WHAT YOU WILL DO — Take the line that contains "[point] at the overcast" and each one after it through the last line below, and retype them exactly. Leave out the pictures.

SUPPLIED INFORMATION —
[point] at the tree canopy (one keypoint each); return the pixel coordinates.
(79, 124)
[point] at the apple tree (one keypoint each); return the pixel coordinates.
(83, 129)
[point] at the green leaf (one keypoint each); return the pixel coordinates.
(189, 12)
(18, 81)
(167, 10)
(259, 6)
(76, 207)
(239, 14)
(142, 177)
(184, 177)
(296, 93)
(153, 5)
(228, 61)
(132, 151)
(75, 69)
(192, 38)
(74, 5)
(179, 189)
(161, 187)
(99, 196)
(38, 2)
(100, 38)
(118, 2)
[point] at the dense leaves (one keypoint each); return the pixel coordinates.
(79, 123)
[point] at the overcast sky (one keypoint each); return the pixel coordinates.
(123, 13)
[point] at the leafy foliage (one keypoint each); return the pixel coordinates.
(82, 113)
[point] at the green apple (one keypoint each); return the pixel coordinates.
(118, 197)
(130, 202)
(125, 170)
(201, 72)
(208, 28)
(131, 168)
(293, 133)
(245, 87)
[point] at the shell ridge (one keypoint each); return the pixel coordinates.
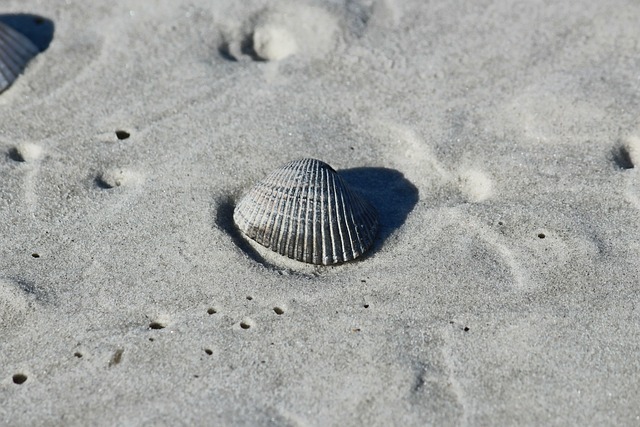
(282, 218)
(258, 199)
(334, 220)
(347, 252)
(300, 235)
(269, 219)
(285, 231)
(313, 253)
(297, 236)
(306, 211)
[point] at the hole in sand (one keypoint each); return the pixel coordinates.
(19, 378)
(117, 357)
(156, 325)
(16, 155)
(122, 134)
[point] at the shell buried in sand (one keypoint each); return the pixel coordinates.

SOLUTION FOR THIS PROBLEM —
[point] at the overcast sky (one keypoint each); return the pixel coordinates.
(123, 13)
[point] at the leafy foliage (one keypoint each); return the pixel coordinates.
(82, 113)
[point] at the green apple (one keypoint each); return the pixel coordinates.
(118, 197)
(130, 202)
(125, 170)
(201, 72)
(208, 28)
(131, 168)
(293, 133)
(245, 87)
[point] at the shell ridge (one keypoint each); return the pixel coordinates.
(282, 218)
(258, 199)
(334, 220)
(347, 252)
(300, 235)
(269, 219)
(285, 231)
(313, 253)
(297, 236)
(306, 211)
[point] at the hole in sand (one keypoint each); return the pixel coordinates.
(19, 378)
(117, 357)
(156, 325)
(16, 155)
(122, 134)
[point] at the shell buried in sand (one keypoint each); return the pixel coordinates.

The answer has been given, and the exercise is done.